Extracted data entries:
┄┄┄┄┄┄

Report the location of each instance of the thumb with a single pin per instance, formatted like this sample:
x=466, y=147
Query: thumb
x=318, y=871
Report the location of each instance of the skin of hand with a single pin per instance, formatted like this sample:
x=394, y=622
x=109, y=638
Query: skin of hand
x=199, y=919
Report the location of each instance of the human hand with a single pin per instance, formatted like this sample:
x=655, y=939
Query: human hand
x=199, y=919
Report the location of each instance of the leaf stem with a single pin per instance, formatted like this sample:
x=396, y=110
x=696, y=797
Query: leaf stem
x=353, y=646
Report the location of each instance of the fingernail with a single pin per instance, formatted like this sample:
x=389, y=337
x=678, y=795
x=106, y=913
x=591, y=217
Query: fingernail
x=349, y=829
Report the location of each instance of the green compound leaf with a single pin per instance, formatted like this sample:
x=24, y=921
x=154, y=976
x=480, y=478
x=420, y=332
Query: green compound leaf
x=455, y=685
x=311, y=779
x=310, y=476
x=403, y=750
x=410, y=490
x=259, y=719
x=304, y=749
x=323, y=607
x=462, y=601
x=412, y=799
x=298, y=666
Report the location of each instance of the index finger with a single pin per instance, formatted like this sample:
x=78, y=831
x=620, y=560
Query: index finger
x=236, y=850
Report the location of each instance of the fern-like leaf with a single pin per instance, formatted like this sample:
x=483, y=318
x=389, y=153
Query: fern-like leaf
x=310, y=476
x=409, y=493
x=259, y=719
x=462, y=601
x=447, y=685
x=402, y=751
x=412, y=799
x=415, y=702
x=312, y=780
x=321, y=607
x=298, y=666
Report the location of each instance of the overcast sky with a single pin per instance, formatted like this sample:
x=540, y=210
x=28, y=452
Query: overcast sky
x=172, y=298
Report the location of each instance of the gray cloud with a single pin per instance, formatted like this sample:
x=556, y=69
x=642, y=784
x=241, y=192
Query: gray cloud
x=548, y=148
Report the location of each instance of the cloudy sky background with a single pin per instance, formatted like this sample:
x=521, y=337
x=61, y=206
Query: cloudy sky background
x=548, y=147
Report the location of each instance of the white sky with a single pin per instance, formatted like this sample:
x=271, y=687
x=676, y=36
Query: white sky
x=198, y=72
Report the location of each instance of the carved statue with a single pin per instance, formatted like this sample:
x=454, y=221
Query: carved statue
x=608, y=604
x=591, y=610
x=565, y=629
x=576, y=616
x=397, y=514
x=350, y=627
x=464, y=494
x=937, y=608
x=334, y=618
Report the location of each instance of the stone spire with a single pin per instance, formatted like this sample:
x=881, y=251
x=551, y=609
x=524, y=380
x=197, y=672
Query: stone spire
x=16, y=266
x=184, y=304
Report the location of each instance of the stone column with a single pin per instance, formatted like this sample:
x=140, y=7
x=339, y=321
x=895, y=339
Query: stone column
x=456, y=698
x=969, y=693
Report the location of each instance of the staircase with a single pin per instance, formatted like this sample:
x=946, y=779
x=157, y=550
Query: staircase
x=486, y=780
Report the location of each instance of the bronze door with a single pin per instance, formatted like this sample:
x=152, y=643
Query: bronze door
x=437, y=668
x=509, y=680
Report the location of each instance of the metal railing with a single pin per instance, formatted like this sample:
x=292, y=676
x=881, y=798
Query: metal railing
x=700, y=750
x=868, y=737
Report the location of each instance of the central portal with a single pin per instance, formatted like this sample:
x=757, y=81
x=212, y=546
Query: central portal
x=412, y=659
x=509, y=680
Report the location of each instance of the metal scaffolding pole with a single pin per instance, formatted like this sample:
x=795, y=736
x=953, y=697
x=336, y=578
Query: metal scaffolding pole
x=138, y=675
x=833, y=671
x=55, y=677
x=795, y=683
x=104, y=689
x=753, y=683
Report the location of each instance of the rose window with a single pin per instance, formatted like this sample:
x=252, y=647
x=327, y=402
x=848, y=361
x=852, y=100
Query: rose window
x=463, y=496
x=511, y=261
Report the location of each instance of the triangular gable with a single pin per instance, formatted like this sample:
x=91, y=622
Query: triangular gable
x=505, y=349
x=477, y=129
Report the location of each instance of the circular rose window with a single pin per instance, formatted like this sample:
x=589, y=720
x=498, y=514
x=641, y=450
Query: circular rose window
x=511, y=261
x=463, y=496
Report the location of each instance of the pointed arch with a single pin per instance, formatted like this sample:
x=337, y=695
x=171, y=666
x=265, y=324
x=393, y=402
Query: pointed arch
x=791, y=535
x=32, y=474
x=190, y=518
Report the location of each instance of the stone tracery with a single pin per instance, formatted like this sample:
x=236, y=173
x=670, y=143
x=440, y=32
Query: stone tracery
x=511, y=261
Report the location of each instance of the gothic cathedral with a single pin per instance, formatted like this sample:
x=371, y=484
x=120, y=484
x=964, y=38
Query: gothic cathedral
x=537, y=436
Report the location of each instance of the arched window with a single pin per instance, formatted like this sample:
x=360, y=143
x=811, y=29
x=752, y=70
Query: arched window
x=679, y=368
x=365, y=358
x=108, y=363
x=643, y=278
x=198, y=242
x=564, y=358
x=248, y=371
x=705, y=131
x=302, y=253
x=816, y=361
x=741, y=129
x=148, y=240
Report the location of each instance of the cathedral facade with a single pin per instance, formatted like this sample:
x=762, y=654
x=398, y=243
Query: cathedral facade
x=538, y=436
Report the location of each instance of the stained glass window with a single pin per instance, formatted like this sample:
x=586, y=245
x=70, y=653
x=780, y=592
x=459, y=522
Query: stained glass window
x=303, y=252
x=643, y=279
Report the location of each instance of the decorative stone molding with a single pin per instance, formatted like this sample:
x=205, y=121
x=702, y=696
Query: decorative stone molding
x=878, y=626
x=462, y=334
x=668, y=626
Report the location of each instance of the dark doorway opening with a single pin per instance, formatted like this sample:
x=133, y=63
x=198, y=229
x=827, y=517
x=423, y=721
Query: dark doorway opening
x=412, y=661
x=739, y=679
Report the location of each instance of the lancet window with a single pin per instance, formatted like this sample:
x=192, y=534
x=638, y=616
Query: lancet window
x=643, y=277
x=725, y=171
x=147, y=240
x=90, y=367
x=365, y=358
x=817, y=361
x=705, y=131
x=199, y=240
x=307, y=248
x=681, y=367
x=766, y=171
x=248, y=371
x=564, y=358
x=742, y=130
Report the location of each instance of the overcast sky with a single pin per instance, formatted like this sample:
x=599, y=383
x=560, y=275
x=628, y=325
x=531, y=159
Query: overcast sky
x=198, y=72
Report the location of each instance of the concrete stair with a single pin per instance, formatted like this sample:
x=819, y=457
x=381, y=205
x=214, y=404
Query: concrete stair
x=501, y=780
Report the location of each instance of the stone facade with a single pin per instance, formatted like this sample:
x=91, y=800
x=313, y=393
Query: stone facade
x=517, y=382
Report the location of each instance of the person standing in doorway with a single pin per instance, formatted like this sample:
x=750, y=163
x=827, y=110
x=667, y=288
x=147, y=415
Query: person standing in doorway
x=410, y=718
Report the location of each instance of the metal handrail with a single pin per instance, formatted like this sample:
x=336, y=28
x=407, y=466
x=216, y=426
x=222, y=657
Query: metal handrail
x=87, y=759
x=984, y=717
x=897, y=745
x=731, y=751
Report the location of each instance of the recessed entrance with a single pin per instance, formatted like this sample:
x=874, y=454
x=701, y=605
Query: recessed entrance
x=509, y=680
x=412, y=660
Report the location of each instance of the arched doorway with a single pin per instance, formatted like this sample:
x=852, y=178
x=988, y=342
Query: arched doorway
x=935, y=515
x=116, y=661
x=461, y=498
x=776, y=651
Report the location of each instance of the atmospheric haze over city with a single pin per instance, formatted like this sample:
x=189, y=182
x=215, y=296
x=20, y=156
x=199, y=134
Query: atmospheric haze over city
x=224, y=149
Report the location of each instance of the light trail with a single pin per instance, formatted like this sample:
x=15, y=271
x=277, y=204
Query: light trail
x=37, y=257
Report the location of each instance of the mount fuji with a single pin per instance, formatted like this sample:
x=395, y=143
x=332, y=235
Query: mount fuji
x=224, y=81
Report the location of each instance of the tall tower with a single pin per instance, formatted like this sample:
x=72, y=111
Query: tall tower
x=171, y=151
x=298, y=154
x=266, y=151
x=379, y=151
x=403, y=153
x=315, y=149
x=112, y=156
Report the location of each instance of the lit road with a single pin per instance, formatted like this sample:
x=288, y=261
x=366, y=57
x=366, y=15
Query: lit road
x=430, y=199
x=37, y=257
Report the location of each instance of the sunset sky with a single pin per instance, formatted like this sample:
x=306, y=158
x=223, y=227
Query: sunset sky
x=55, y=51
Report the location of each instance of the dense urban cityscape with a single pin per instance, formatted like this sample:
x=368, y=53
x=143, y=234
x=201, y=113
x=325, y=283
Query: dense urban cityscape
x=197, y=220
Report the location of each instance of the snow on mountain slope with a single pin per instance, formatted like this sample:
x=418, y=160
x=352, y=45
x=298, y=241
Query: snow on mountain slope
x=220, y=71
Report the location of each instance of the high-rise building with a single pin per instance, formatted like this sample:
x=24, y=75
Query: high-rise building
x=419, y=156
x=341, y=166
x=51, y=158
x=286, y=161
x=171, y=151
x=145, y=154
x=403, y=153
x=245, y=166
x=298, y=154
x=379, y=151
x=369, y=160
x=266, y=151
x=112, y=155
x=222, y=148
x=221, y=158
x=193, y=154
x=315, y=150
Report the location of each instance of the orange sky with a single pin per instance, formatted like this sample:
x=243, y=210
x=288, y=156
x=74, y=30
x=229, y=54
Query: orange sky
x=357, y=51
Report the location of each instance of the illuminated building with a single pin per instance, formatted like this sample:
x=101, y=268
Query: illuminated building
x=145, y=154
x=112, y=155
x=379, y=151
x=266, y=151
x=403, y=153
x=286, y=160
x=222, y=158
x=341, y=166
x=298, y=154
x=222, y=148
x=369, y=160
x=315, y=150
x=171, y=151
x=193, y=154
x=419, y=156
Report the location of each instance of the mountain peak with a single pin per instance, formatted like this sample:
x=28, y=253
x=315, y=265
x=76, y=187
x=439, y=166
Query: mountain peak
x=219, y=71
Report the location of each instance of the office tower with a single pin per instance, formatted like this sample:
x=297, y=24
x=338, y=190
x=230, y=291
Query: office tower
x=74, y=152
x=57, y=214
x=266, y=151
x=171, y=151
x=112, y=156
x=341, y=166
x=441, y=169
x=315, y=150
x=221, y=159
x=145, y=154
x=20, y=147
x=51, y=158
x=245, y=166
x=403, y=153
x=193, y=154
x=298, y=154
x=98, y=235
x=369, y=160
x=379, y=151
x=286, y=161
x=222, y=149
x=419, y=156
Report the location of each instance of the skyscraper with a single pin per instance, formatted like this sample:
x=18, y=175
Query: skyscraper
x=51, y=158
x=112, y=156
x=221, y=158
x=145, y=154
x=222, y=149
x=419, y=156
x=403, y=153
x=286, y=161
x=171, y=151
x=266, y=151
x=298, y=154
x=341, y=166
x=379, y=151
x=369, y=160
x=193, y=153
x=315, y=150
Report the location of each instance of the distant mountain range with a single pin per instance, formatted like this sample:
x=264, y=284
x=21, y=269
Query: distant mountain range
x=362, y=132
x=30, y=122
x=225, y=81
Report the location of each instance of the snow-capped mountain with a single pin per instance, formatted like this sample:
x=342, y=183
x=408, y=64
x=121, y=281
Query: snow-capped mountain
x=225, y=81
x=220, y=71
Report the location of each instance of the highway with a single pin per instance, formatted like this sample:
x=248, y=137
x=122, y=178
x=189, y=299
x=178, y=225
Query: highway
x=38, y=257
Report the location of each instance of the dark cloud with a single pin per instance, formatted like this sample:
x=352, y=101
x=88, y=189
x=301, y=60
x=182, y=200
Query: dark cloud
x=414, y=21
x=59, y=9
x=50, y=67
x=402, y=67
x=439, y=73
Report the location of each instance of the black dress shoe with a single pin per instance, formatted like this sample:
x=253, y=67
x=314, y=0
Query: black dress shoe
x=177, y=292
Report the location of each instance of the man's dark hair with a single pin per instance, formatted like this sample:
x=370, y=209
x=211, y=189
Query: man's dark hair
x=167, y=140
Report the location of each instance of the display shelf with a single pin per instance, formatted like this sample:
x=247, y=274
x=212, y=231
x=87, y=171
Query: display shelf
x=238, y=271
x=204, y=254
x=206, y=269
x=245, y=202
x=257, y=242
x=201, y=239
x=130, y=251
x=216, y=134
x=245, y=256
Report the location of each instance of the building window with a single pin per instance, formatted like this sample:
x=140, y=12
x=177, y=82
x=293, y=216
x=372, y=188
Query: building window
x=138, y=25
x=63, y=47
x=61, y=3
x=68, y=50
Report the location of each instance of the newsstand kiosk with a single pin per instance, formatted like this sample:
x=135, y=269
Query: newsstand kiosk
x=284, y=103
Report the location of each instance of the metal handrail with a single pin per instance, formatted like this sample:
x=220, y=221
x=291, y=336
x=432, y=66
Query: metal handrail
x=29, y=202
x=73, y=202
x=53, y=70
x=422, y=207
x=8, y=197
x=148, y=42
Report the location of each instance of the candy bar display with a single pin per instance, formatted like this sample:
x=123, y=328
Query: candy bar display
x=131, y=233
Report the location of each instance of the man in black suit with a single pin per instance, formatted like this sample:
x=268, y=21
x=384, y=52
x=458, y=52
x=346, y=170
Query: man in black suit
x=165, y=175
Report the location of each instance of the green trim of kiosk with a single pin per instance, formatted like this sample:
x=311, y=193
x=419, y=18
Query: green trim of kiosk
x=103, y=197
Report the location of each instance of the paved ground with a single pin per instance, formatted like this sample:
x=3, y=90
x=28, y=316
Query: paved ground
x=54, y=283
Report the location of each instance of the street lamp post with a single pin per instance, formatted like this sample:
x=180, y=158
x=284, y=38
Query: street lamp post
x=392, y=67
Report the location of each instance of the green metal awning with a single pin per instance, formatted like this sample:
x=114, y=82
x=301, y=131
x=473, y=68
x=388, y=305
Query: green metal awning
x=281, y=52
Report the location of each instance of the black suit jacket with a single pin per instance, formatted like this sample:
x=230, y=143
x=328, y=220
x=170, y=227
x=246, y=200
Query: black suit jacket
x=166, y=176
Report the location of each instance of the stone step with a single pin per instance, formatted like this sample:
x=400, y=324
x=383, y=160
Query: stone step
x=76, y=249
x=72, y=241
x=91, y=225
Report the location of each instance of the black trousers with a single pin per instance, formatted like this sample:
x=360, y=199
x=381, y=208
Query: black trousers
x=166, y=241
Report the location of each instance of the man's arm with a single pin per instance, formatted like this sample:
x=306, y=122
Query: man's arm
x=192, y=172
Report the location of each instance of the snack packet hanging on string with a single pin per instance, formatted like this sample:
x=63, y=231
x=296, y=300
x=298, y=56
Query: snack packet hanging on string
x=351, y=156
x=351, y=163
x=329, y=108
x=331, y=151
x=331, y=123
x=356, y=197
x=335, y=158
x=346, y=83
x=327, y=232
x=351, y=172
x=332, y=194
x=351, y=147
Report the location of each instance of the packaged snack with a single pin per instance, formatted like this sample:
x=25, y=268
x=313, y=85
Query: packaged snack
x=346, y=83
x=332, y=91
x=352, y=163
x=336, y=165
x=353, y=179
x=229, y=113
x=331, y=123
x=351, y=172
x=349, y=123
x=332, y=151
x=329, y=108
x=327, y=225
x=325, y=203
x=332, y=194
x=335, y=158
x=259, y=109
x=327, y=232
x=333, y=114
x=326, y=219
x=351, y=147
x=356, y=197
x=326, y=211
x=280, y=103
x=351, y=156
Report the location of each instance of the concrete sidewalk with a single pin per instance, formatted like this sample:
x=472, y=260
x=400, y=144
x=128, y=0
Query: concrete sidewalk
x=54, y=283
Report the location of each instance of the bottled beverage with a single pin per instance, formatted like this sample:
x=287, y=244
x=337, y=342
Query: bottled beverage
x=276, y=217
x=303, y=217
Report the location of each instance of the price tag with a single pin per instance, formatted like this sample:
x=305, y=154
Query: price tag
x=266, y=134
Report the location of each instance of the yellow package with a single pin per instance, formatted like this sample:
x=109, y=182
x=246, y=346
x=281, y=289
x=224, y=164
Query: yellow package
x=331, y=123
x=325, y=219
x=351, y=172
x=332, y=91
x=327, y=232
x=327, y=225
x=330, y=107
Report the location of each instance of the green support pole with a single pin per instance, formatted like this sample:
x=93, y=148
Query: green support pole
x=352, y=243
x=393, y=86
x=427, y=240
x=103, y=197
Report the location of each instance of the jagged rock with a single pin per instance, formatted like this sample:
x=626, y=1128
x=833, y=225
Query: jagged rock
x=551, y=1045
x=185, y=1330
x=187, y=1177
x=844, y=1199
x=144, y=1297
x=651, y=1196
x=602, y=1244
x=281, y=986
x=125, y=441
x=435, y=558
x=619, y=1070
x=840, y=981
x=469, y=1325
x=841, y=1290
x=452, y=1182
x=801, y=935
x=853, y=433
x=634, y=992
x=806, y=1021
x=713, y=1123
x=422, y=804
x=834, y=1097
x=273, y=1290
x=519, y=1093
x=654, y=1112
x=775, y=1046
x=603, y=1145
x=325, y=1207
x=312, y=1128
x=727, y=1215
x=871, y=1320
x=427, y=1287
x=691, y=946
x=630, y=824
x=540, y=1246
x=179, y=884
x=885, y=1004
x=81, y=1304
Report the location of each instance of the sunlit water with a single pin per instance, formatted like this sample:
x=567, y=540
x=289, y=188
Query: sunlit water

┄┄┄┄┄┄

## [What you should do]
Starting with the first line above and ending with the line that holds "x=620, y=560", restate each line word for word and add nothing else.

## [Worked solution]
Report the location of each instance of the thumb with a single pin per instance, formatted like this sample:
x=466, y=147
Query: thumb
x=318, y=871
Report the location of each instance of the skin of hand with a single pin per instance, formatted like this sample:
x=394, y=622
x=109, y=638
Query: skin of hand
x=199, y=919
Report the location of each instance of the human hand with a single pin per instance, formatted like this sample:
x=655, y=939
Query: human hand
x=199, y=919
Report the location of each instance of the leaf stem with a single pin per instance, formatted like this sample:
x=396, y=110
x=696, y=797
Query: leaf stem
x=353, y=646
Report the location of each instance of the fingernail with a single pin per instance, formatted like this sample:
x=389, y=337
x=678, y=795
x=106, y=913
x=591, y=217
Query: fingernail
x=349, y=829
Report the location of each instance of the green compound leaf with a single pin per instance, formatted like this sample:
x=24, y=921
x=154, y=976
x=480, y=478
x=420, y=332
Query: green compound leaf
x=455, y=685
x=311, y=779
x=310, y=476
x=403, y=750
x=410, y=490
x=259, y=719
x=304, y=749
x=323, y=607
x=462, y=601
x=412, y=799
x=298, y=666
Report the location of each instance of the index finger with a single pin per instance, formatted like this sample:
x=78, y=831
x=620, y=560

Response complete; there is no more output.